-- Task goal --
Please return every line of the records below that contains the word "banner".

[Start of section]

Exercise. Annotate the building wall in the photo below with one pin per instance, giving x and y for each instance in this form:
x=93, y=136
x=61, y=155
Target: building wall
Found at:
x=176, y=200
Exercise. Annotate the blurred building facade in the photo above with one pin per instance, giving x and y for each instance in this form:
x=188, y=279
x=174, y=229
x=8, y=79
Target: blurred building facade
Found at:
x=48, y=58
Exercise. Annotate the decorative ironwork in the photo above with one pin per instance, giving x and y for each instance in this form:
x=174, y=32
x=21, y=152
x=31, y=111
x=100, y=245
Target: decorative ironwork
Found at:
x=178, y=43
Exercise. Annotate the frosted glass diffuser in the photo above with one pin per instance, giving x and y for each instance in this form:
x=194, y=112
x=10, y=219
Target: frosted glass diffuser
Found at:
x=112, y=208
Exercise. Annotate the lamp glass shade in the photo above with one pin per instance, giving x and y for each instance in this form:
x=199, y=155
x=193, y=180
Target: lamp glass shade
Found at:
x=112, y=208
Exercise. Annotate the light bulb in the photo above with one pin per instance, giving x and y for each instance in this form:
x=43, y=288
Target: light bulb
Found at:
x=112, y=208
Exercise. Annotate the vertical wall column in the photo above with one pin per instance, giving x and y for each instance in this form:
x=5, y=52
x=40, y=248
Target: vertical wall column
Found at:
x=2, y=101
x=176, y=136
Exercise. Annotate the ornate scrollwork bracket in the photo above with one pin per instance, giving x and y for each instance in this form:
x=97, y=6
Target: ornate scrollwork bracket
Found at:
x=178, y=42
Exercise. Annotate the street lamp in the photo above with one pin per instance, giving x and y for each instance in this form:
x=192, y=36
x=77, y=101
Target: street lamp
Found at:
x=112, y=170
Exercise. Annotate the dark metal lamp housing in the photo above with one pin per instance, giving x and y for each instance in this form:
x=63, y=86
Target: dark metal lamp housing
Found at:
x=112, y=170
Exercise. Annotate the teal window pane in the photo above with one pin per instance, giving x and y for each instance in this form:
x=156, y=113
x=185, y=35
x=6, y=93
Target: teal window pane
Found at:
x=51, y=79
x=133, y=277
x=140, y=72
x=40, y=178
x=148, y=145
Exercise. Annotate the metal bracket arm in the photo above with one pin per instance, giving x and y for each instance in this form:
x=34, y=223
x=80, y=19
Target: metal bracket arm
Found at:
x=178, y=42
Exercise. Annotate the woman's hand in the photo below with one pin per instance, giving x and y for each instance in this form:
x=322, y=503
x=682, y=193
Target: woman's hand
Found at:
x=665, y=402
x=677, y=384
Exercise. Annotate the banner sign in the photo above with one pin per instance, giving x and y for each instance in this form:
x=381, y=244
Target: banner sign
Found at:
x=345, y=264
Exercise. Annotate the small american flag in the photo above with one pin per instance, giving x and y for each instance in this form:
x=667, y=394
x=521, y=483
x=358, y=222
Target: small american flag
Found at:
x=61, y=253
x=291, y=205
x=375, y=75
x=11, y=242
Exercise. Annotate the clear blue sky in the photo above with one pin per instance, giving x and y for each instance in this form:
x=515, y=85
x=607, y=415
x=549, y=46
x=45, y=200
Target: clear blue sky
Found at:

[End of section]

-- Reply --
Exercise. Annotate the banner sign in the photo above with one pin per instance, giving x and y for each instance in this form:
Target: banner sign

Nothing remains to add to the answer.